--- Work required ---
Copy out every line of the entries, from the line with "Target: snow covered ground" through the end of the entries, requests included, and shift each coordinate in the answers by adding 92 to it.
════
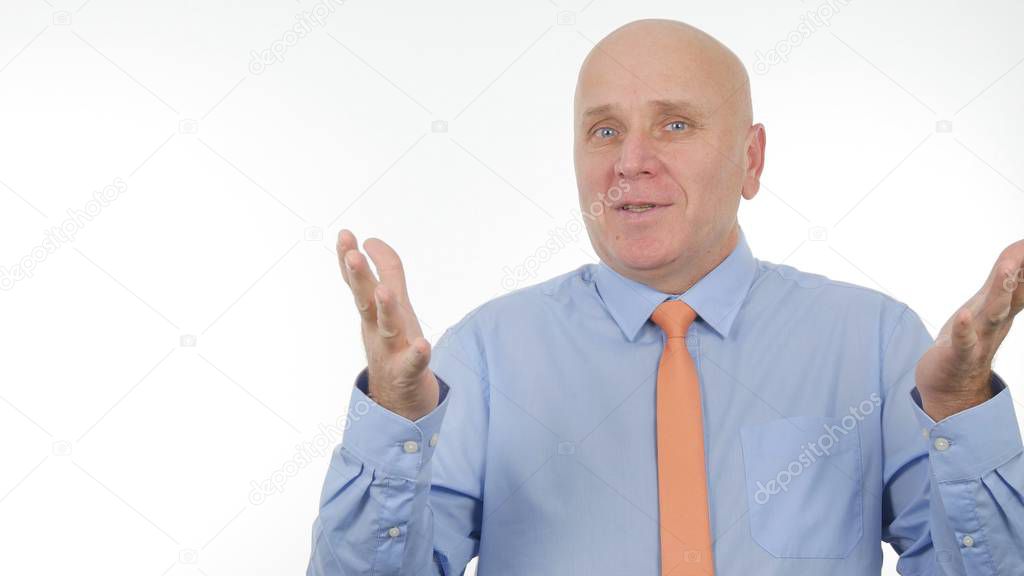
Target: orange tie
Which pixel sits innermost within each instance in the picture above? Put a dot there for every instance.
(682, 485)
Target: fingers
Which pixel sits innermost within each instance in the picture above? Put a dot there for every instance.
(346, 242)
(1003, 297)
(388, 265)
(389, 325)
(363, 283)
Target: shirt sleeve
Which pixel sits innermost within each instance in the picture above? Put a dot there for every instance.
(953, 498)
(389, 505)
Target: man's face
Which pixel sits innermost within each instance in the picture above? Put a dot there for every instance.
(659, 119)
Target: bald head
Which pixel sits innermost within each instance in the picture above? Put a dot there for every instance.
(664, 151)
(664, 56)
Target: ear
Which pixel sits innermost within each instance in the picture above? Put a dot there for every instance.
(755, 160)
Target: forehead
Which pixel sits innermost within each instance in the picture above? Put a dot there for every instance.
(645, 73)
(653, 88)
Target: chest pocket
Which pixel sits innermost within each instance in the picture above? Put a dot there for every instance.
(804, 486)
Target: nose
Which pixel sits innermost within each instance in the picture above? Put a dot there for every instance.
(637, 158)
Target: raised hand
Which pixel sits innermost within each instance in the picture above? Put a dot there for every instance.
(397, 355)
(954, 374)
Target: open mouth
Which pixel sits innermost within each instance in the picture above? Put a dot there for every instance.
(638, 207)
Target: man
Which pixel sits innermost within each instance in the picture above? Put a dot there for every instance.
(681, 407)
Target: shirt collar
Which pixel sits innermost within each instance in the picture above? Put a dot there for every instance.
(716, 297)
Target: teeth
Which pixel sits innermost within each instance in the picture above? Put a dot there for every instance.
(638, 207)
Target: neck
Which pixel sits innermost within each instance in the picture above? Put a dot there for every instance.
(679, 279)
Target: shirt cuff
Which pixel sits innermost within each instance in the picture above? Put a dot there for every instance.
(390, 442)
(973, 442)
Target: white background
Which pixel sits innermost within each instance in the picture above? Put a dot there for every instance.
(126, 452)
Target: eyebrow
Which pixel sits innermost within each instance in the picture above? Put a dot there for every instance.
(662, 106)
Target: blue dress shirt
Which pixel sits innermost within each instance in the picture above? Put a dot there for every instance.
(541, 455)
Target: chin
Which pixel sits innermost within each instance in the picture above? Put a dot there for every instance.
(643, 255)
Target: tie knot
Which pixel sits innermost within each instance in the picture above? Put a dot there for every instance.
(674, 317)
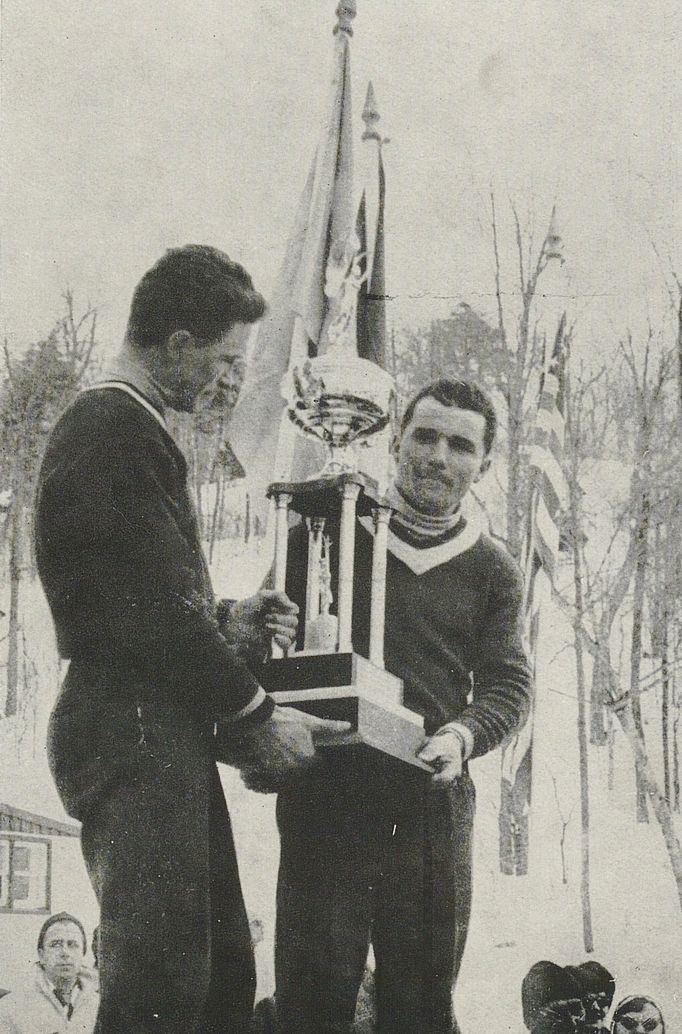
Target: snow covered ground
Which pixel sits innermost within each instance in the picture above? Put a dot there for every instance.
(637, 918)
════
--- Written reply ---
Target: snow covered ground
Which pixel sits innermost within each instance in the picture above? Put a dot there for every instance.
(729, 1010)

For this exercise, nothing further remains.